Stored entries
=== Begin Enclosure ===

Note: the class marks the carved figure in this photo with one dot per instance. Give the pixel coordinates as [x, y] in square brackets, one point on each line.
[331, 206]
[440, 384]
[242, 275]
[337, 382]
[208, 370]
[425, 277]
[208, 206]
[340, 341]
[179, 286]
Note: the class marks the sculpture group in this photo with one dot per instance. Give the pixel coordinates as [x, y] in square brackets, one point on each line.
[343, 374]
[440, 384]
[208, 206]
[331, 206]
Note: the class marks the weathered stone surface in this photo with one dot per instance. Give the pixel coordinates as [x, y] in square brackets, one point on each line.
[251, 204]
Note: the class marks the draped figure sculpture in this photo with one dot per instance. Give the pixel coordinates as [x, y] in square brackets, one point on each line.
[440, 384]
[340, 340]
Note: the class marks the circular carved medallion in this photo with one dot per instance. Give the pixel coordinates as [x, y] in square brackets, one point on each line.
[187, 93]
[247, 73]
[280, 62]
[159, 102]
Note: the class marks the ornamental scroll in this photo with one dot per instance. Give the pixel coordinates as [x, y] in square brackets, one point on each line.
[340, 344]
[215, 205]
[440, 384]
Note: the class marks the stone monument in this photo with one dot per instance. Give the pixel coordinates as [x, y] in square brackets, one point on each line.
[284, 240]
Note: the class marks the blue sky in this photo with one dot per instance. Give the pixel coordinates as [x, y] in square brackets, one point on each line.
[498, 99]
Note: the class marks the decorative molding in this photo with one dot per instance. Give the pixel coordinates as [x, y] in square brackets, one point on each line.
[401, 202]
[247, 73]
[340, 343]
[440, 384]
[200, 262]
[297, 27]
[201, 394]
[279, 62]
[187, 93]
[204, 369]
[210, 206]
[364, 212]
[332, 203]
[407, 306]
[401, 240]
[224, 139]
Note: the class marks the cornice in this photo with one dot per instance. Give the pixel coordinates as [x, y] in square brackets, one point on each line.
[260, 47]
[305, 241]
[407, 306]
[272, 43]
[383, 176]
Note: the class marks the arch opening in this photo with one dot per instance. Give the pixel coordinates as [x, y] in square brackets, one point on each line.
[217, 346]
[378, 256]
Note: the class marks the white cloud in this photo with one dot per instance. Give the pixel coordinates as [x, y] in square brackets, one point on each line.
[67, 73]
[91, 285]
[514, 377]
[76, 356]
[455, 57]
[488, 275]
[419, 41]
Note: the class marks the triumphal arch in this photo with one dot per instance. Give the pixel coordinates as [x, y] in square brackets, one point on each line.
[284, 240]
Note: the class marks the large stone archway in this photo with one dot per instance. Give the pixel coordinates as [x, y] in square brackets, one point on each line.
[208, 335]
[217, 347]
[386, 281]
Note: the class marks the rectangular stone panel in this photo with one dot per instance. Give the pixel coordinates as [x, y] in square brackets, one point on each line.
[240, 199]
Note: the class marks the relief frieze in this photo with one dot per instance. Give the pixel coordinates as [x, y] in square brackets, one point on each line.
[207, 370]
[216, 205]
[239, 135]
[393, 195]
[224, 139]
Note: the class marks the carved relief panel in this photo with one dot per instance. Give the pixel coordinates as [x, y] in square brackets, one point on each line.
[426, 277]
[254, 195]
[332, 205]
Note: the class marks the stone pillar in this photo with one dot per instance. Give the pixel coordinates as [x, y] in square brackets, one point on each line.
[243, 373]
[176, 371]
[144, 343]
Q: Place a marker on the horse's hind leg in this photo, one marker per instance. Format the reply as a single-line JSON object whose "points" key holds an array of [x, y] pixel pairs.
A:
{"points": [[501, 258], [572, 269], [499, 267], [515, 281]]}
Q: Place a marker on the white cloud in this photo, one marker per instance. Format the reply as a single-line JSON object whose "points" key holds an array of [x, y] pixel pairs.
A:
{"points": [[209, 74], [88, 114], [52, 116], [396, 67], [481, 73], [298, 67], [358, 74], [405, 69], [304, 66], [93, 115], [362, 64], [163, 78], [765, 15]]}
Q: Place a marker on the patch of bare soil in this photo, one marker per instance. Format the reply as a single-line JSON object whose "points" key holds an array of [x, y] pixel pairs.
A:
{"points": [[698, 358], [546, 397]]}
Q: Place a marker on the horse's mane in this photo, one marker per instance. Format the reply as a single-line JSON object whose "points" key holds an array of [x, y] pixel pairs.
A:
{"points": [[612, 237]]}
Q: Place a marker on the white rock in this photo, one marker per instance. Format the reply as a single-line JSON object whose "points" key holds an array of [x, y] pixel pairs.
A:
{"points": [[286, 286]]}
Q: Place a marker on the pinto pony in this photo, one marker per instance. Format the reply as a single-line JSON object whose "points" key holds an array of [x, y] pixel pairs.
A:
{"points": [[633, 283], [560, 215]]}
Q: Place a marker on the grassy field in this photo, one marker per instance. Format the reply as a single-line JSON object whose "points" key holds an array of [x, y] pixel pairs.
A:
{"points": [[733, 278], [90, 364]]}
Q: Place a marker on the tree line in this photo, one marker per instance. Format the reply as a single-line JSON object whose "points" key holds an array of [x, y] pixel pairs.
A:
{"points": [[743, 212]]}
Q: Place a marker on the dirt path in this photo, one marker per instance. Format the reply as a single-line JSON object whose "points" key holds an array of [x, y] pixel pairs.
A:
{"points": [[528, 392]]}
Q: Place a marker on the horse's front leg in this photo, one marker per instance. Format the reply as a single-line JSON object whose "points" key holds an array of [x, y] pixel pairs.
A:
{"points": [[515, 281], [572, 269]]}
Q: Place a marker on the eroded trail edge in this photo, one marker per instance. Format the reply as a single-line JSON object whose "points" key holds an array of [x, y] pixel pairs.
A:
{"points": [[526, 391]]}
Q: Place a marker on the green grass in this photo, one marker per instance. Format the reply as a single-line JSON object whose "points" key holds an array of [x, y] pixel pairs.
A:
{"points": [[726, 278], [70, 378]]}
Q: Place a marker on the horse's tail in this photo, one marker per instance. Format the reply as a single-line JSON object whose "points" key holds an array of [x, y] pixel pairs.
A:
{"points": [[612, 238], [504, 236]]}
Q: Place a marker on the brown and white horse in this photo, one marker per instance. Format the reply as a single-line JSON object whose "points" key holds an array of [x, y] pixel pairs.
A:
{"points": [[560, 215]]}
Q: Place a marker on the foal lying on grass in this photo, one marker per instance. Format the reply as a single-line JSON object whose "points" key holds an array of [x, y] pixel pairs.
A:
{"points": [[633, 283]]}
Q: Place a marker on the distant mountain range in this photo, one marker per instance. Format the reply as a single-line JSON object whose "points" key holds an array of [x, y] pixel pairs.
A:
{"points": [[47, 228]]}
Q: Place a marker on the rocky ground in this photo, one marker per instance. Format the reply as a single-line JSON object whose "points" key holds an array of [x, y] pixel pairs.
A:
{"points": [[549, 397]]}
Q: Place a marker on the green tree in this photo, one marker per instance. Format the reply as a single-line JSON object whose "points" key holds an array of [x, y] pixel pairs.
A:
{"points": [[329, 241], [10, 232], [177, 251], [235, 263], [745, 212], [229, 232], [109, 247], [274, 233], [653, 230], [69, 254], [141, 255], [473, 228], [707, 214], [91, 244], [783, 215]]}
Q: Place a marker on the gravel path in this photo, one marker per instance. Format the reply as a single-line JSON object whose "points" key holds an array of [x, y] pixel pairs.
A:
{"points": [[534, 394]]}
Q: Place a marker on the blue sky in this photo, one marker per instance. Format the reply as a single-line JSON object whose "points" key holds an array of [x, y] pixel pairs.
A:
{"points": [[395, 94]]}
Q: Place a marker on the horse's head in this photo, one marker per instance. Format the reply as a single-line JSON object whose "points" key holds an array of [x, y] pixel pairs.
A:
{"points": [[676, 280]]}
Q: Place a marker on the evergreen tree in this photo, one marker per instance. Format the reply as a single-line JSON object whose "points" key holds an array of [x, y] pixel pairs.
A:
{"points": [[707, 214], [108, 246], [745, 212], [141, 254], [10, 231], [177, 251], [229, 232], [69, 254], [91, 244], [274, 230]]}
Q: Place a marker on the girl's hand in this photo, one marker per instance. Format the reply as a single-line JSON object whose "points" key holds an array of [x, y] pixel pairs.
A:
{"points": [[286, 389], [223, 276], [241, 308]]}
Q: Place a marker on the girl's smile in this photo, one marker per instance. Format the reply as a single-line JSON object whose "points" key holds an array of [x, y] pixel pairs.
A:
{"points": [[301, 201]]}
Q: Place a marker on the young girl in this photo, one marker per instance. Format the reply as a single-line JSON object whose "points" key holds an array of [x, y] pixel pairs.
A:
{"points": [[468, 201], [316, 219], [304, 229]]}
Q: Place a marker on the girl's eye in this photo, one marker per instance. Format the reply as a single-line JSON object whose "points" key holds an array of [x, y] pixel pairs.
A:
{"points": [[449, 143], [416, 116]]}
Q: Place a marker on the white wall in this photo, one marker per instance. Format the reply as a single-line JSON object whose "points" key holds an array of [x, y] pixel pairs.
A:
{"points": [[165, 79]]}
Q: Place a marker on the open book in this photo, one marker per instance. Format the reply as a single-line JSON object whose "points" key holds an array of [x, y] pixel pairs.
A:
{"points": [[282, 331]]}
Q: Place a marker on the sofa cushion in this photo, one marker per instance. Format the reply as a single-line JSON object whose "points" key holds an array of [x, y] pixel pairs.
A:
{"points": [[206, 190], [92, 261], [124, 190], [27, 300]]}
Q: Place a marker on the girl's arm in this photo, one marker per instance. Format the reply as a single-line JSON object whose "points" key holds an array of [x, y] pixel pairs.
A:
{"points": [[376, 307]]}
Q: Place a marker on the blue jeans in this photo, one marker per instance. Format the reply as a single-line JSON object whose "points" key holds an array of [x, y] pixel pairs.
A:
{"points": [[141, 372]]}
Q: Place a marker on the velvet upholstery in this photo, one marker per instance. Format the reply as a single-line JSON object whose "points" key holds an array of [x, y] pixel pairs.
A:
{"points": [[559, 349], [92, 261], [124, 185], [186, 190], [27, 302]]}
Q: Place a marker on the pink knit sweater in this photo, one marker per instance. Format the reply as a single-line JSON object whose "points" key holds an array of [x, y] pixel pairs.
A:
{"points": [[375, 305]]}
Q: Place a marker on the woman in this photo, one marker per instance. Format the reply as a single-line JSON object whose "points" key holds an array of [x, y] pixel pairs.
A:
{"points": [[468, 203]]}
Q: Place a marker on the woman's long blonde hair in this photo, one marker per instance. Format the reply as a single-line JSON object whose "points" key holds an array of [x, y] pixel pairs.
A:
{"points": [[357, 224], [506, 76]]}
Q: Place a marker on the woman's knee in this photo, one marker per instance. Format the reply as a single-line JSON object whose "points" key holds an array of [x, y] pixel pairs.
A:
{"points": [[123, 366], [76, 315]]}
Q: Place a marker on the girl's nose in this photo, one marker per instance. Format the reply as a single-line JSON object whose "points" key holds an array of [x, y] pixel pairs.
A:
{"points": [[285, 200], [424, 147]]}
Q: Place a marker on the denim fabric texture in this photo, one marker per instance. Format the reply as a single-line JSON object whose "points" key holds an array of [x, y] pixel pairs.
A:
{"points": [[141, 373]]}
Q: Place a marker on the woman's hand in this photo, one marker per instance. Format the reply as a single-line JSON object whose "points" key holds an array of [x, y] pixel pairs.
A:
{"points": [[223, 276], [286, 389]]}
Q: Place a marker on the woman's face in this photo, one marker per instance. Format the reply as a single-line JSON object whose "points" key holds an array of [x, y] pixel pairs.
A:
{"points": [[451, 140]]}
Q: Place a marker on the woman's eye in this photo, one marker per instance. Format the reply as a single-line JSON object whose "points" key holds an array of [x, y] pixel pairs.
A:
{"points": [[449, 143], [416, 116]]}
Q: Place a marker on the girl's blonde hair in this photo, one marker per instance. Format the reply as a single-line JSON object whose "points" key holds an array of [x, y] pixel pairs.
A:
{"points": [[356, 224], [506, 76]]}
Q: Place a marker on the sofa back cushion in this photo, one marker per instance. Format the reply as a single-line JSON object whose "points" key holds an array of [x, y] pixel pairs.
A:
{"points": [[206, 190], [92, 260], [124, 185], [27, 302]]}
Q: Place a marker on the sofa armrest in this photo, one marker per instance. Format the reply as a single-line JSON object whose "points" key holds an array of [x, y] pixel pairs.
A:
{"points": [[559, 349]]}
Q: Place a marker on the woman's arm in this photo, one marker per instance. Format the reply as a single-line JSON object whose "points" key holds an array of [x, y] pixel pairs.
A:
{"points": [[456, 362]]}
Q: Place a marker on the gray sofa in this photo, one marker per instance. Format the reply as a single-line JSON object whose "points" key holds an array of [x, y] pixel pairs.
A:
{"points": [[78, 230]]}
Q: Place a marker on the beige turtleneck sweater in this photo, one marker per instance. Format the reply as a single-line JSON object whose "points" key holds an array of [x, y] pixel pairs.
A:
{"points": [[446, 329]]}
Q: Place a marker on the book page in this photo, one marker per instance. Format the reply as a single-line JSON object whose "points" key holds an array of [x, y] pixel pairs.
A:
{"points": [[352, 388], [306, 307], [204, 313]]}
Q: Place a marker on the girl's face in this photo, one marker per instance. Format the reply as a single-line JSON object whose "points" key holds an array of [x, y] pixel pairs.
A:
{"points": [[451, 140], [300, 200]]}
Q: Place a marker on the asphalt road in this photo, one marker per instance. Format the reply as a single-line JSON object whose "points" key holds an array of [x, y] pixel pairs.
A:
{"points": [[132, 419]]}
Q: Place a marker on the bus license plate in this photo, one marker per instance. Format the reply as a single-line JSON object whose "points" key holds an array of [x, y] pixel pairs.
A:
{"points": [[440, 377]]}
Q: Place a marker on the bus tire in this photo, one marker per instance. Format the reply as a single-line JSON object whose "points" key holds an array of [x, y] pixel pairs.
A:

=== End Enclosure ===

**EXERCISE DETAILS:**
Please show every line of the records that holds the word "book".

**OUTPUT:**
Q: Place a marker on the open book in this photo, one marker per instance. Format the reply as a single-line JSON object whose "points" key holds an array of [x, y] pixel pairs.
Q: Place a marker on the book page in this photo, one marker per instance. Format the reply as a single-line JSON object whose "points" key holds an array of [x, y] pixel pairs.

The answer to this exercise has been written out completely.